╔══
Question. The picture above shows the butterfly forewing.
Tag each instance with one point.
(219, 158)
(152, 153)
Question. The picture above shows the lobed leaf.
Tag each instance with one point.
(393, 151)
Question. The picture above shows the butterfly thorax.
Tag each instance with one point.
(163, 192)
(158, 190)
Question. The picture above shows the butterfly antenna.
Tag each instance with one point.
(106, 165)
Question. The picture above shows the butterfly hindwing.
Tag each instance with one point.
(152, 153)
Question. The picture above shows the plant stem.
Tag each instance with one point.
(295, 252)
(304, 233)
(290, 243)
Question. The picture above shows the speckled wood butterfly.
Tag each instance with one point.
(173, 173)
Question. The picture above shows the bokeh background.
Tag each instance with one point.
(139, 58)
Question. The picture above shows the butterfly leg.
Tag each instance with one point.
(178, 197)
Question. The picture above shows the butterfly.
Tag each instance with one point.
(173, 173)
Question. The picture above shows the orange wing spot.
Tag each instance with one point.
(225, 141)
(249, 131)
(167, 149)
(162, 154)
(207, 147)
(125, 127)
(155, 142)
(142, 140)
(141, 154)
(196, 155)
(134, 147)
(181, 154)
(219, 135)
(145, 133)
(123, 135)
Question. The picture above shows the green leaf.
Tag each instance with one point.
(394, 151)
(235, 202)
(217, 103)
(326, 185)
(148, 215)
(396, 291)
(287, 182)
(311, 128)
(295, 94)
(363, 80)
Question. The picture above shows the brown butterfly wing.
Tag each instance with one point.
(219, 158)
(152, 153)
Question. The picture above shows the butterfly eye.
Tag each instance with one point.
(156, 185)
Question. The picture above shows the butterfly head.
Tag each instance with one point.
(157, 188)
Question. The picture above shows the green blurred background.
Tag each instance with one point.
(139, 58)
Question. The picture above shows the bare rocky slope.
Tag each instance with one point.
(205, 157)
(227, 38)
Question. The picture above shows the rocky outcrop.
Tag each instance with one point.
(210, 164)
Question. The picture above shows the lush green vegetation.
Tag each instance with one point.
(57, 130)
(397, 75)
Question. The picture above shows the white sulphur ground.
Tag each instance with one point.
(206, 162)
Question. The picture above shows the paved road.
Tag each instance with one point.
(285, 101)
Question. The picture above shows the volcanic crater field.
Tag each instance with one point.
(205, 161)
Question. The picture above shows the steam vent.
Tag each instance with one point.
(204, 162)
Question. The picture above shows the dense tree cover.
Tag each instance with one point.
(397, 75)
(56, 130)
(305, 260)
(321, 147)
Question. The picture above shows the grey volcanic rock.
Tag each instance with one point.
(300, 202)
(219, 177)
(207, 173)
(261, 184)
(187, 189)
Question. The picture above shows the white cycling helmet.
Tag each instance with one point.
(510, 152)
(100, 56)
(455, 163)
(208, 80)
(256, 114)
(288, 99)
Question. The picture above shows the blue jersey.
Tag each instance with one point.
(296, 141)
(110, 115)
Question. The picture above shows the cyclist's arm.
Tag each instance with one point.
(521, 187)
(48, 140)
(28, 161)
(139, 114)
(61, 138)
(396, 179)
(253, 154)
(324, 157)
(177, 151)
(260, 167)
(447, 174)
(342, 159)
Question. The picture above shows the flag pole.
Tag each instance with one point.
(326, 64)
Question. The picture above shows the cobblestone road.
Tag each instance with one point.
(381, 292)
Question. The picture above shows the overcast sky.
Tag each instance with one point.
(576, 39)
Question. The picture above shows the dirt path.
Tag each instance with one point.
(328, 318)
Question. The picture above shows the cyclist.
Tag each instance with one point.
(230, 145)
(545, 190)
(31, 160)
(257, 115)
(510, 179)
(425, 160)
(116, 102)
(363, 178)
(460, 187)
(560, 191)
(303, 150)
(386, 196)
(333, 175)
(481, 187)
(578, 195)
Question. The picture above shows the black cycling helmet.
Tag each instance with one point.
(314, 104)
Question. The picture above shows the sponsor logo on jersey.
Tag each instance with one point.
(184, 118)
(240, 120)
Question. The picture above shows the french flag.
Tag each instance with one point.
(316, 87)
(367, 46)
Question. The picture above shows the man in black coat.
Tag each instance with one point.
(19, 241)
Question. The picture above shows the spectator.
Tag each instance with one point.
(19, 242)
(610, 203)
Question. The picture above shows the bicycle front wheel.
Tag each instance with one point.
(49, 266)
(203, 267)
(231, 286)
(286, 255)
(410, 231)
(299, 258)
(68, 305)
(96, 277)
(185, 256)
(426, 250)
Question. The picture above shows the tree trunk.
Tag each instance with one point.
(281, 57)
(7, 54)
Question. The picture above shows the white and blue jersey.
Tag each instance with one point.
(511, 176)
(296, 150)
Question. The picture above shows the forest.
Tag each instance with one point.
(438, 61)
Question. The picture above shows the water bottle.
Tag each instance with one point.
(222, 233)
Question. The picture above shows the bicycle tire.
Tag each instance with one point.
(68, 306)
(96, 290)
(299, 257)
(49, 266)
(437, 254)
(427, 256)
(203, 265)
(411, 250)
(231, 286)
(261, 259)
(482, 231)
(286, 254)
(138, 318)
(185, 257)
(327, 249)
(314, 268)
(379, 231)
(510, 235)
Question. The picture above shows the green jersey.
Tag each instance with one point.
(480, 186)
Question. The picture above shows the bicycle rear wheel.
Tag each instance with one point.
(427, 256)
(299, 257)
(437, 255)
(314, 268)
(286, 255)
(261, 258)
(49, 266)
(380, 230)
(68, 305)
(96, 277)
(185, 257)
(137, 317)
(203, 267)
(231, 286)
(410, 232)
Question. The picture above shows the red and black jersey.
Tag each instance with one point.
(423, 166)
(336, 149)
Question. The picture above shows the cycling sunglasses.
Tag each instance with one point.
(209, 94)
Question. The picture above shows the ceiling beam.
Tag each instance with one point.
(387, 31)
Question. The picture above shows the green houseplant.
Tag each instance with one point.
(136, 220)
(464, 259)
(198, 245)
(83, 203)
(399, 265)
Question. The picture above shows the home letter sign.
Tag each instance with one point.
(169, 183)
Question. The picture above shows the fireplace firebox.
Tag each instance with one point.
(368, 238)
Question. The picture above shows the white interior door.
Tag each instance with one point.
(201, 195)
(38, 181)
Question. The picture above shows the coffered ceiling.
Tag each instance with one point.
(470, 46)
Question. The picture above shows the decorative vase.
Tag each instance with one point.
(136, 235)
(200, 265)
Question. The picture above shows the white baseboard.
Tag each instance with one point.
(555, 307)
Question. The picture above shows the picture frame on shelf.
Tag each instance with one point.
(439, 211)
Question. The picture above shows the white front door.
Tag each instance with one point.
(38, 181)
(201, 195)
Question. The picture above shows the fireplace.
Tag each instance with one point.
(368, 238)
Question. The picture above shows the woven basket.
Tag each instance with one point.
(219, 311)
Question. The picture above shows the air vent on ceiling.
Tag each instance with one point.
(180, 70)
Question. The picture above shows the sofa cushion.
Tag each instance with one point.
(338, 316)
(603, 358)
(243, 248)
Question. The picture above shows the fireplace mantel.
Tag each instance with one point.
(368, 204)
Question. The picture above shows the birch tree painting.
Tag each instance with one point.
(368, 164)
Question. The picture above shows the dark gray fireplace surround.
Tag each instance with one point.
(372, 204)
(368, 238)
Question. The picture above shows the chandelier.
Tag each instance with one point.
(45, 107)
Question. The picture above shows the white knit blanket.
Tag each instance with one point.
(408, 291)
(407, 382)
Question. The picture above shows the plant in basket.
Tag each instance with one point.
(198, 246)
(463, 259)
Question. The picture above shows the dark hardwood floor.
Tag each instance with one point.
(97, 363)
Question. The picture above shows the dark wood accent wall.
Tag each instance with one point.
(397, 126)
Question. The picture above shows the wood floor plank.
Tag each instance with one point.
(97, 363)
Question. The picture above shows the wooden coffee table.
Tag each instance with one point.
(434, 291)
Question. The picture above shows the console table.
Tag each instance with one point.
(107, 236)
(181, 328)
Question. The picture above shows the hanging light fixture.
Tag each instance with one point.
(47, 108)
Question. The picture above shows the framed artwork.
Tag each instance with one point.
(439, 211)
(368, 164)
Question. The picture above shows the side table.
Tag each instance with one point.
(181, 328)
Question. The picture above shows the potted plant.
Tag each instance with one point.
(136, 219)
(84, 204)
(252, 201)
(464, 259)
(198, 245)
╚══
EXERCISE DESCRIPTION - For this exercise, please output exactly the lines above starting at the line with "Question. The picture above shows the woven" and ending at the line with "Question. The picture above shows the fireplace mantel.", ends included.

ANSWER SPACE -
Question. The picture above shows the woven basket.
Tag each instance with one point.
(219, 311)
Question. The picture above shows the air vent on ceiling.
Tag each instance with one point.
(180, 70)
Question. The picture above shows the sofa cushion.
Tag each instance with one point.
(338, 316)
(603, 358)
(243, 248)
Question. The picture above shows the fireplace mantel.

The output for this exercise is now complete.